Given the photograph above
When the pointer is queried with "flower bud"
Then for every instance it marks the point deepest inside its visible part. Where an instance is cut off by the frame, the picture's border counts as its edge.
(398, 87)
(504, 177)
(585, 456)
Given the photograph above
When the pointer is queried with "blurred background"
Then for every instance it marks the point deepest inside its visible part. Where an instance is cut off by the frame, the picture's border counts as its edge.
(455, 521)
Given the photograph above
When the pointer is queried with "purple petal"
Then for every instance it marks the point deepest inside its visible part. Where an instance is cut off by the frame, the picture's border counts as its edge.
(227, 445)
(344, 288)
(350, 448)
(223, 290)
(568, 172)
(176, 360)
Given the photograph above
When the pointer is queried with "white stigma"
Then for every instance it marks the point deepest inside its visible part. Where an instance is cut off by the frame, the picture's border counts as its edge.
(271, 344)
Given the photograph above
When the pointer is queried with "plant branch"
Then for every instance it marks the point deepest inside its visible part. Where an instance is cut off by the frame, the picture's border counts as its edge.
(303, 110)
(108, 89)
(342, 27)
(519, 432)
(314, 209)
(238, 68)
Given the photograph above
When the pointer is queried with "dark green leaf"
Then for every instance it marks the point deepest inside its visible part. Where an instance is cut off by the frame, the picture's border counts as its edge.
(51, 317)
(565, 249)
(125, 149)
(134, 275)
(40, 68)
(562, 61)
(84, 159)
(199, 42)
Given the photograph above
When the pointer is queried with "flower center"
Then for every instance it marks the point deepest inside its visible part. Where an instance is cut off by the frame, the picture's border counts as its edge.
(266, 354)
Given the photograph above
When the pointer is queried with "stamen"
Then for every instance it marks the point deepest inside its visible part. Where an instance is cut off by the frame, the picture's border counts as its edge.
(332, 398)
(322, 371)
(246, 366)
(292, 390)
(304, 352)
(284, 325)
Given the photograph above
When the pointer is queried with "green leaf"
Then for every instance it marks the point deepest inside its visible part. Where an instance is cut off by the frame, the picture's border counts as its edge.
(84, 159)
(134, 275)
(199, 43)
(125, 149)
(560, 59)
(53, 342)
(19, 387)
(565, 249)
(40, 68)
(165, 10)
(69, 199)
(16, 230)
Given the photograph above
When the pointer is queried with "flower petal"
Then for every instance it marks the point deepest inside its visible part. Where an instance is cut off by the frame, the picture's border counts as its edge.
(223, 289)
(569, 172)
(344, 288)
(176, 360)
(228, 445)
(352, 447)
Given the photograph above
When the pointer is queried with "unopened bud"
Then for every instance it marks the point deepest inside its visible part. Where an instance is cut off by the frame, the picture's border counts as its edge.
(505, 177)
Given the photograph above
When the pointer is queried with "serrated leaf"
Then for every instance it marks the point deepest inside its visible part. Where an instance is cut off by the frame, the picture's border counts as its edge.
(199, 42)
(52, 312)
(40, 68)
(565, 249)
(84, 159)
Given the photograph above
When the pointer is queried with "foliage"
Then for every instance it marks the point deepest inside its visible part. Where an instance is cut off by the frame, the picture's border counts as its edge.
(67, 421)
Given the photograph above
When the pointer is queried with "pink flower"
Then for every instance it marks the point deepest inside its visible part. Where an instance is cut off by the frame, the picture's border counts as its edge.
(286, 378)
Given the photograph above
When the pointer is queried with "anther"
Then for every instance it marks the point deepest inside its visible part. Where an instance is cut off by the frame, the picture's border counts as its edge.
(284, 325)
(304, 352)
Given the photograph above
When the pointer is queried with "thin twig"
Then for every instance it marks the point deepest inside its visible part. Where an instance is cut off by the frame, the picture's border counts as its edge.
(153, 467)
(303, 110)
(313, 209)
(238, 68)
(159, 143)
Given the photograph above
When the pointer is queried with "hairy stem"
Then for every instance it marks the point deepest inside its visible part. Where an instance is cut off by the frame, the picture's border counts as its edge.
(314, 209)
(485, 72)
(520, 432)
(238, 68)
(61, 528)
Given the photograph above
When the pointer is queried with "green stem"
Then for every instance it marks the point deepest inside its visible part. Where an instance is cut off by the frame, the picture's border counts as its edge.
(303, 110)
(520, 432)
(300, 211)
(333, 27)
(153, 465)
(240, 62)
------------------------------------------------------------
- **WHAT IS NEEDED**
Please quote every record above exactly as it appears.

- **SOLUTION**
Given the photograph above
When the pointer is queried with "flower bud"
Then for every instance it marks the point deepest inside its visible part. Where an instance is cut off by the frame, the picture's border counts as its edge.
(398, 87)
(504, 177)
(585, 456)
Given the photograph above
When the pointer is queried with "blurred background"
Then for every instance it marks the point deepest inside its visible part. Where an instance is cut off by the frame, the picture's border counts as its edge.
(455, 521)
Given the photograph above
When the pointer is queried with "purple petal"
Then for every instance it marks the point deepest inside its visible part. Where an instance is cut off by the frame, the picture's border counts as its edge.
(227, 445)
(344, 288)
(350, 448)
(223, 290)
(568, 172)
(176, 360)
Given the photograph above
When the pointer is queried with "white stigma"
Then for every instance it marks the point deepest inside its visible part. Where an instance is cut off by the frame, the picture's border counts as its edge.
(271, 344)
Given the photograph above
When the pointer is queried with "plant branch"
Then for every instance it marks the point deepest inside its visible part. Where an instance is cut off by the frame, the picture's border counts as its edge.
(303, 110)
(108, 89)
(342, 27)
(519, 432)
(314, 209)
(238, 68)
Given the photograph above
When the pointer is queried with "dark green leaf"
Then for every instance it marks the point deepest inside its visible part. Where an instance is cut off by the frame, the picture's border counts as its edge.
(51, 317)
(565, 249)
(125, 149)
(134, 275)
(40, 68)
(562, 61)
(84, 159)
(199, 42)
Given the photograph above
When the pointer is queried with "flower center"
Then for every instance it marks the point deepest inside its visible part. Where an instance is cut off by the frame, the picture's border counts as its edge.
(266, 354)
Given the photograph above
When the pointer is queried with "stamen"
Then for every instance it marks the point deepest inside its visible part. Where an instance is cut off by the frame, the picture's border counts as its edge.
(332, 398)
(322, 371)
(246, 366)
(292, 390)
(304, 352)
(284, 325)
Given the photograph above
When the pointer is queried with "green leaf"
Then for every instance it marks the point deepest inside its visible part. Where an instance is cut off by the frame, the picture's border counts as its edge.
(84, 159)
(134, 275)
(199, 43)
(125, 149)
(560, 59)
(53, 342)
(19, 387)
(565, 249)
(40, 68)
(165, 10)
(69, 199)
(16, 230)
Given the photograph above
When the pointer is queried with "flower petal"
Then for every instance it marks the point deepest inside its visible part. Where an instance is cut off by the frame, the picture's border counts as its edge.
(223, 289)
(569, 172)
(344, 288)
(176, 360)
(228, 445)
(352, 447)
Given the photograph above
When the pointer is queried with "unopened bud"
Then for every instance it marks the point deepest inside its visible part. Where an instance is cut off by the frame, the picture's border counts as its edge.
(505, 177)
Given the photograph above
When the pointer is queried with "serrated leaf"
Then for every instance it marks the point deepest inside its visible part. Where an instance is cut off by the frame, the picture's border counts as its edge.
(199, 42)
(52, 312)
(40, 68)
(565, 249)
(84, 159)
Given the photograph above
When the pointer is queried with "foliage"
Then for every instance it marks the point deepest inside its visible part. Where an instance is cut off by the frame, the picture's border counts as its edge.
(67, 421)
Given the photograph above
When the pointer is queried with "pink flower"
Then for every instance it marks the point deepest inside its visible part. Where an instance is cut off by the frame, the picture's border counts as its edge.
(286, 378)
Given the photograph above
When the pointer is queried with "anther"
Then for every instance it marks the point deepest inside its visible part. Where an instance is cut off by the frame, the picture's border counts as its edge.
(284, 325)
(304, 352)
Given the photograph above
When the pointer is queried with "thin twig"
Then for every instance it marks the point deepest inside its visible part. Where an instance is cut off by the frame, the picture's border counts as its edge.
(153, 467)
(303, 110)
(313, 209)
(238, 68)
(159, 143)
Given the photograph above
When the pointer is queried with "hairy stem"
Then for every instance it marks the point deepest inside its visible part. Where an instance is cut off by the frame, the picture's border counts as its edge.
(314, 209)
(485, 72)
(520, 432)
(238, 68)
(61, 528)
Given the photograph above
When the pointer is queried with "green stem"
Then for every instance it marks the point deepest inside its visible part. Where an instance is cut off by the frame, the picture's border counts as its edge.
(303, 110)
(520, 432)
(300, 211)
(333, 27)
(153, 465)
(240, 62)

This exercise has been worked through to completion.